--- begin Available records ---

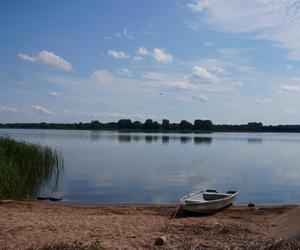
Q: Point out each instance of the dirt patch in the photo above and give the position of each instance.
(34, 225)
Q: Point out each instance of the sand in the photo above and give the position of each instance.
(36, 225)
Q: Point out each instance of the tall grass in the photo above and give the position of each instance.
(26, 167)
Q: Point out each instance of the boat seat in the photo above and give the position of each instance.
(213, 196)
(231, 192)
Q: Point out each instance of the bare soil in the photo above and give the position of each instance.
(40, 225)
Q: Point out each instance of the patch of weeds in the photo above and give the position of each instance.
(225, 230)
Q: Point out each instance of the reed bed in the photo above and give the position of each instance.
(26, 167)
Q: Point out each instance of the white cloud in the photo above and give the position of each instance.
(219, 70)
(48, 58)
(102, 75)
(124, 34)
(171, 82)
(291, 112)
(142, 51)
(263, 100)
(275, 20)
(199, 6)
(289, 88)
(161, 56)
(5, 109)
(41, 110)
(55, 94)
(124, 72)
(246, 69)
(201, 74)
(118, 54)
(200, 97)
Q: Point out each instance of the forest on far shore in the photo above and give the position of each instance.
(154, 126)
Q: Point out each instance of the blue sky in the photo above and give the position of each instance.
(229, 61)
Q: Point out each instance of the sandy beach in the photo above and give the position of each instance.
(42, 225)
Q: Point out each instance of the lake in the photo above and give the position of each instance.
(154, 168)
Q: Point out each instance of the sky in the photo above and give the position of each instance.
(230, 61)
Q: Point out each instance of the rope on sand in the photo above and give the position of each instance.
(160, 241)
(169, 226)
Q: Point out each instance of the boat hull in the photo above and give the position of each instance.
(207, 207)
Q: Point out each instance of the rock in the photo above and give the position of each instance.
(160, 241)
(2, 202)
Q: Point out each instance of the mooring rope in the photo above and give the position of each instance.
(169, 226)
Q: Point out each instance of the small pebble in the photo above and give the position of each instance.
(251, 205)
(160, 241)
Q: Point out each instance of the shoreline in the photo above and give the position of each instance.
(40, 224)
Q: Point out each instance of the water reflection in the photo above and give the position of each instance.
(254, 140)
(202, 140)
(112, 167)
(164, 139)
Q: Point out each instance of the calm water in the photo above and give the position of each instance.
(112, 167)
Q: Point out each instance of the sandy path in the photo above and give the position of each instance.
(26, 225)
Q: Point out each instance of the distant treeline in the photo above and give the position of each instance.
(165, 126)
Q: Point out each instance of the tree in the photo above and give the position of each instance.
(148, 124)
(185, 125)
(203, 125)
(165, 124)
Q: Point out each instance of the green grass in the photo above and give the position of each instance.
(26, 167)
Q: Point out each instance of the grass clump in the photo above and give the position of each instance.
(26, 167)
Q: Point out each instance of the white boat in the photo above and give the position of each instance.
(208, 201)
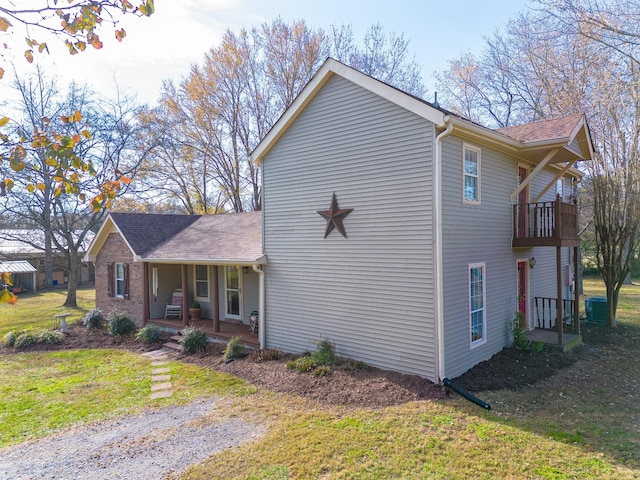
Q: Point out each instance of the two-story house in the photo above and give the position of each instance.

--- end Available records ---

Directions for this task | Rewrite every line of the records above as a numbered list, skipping blank lines and leaving the pictures out.

Worked solution |
1. Q: Point out each instance of the dirt patch in the photo above and give the position of each instance.
2. (34, 225)
3. Q: Point out each instance of the sand in the photo above and give the position of each instance.
4. (36, 225)
5. Q: Point out each instance of the tall grass in the photo above and give the position of each instance.
6. (26, 167)
7. Q: Point out each instance of the boat seat in the photo above and give the position of each instance.
8. (213, 196)
9. (231, 192)
10. Q: Point out each instance of the bare soil in the photo above and give the position of each instance.
11. (40, 225)
12. Q: Point out each instance of the patch of weeds in the photo above and give the position of each instance.
13. (225, 230)
14. Q: Point out each instance of the reed bed in the photo above and give the position of each instance.
15. (26, 167)
16. Q: Point out each instance of the white cloud in the photo above and give the position of each instance.
17. (219, 70)
18. (48, 58)
19. (102, 75)
20. (124, 34)
21. (171, 82)
22. (291, 112)
23. (142, 51)
24. (263, 100)
25. (275, 20)
26. (199, 6)
27. (289, 88)
28. (161, 56)
29. (5, 109)
30. (41, 110)
31. (55, 94)
32. (124, 72)
33. (246, 69)
34. (201, 74)
35. (118, 54)
36. (200, 97)
37. Q: Point out each instance of the forest on far shore in the photo above and give the position of each instance.
38. (154, 126)
39. Q: Point out each instance of the blue sky in the photo above and give the position of each instance.
40. (229, 61)
41. Q: Point out each instance of the sandy beach in the photo above and give the position of each instance.
42. (42, 225)
43. Q: Point out each instance of the lake in the photo above and give the position of each instance.
44. (154, 168)
45. Q: Point out each instance of the sky in the photo above and give the position of each instance.
46. (230, 61)
47. Q: Point out each instance of the rope on sand in the photo above and give the position of each instance.
48. (160, 241)
49. (169, 226)
50. Q: Point out each instance of the boat hull in the photo above and give the position of each instance.
51. (207, 207)
52. Q: Point out each instance of the rock in the photo above and give the position of each instance.
53. (160, 241)
54. (2, 202)
55. Q: Point out each instance of the mooring rope in the photo above and give the position of each instance.
56. (169, 226)
57. Q: Point out each instance of the small pebble in the photo above and give the position of each instance.
58. (251, 205)
59. (160, 241)
60. Q: Point out each instance of the shoreline in the photo above and give the position of each instance.
61. (40, 224)
62. Q: Point out each instance of the water reflection in the photo above and give the position of each instance.
63. (254, 140)
64. (202, 140)
65. (112, 167)
66. (164, 139)
67. Q: Point out each instance of the calm water in the photo above and give the position of each instance.
68. (112, 167)
69. Q: Point out each instance of the sandy path in the photo above and give the position of each instance.
70. (26, 225)
71. Q: Point out each instance of the distant treeline in the photo above and give the position of each instance.
72. (165, 126)
73. Q: Point out each instance of the tree in the photo above and give the position of each instance.
74. (148, 124)
75. (185, 125)
76. (203, 125)
77. (165, 124)
78. Q: Point out each instance of the green grass in the photo above and give the position of each instance.
79. (26, 167)
80. Q: Point out each instance of the grass clump in the photo above and give the position of each instance.
81. (26, 167)
82. Q: Point out each instance of the white boat in the photo above and give the position of each instance.
83. (208, 201)
84. Q: Point out each instance of the two-story house in the photo above and give the position of each instance.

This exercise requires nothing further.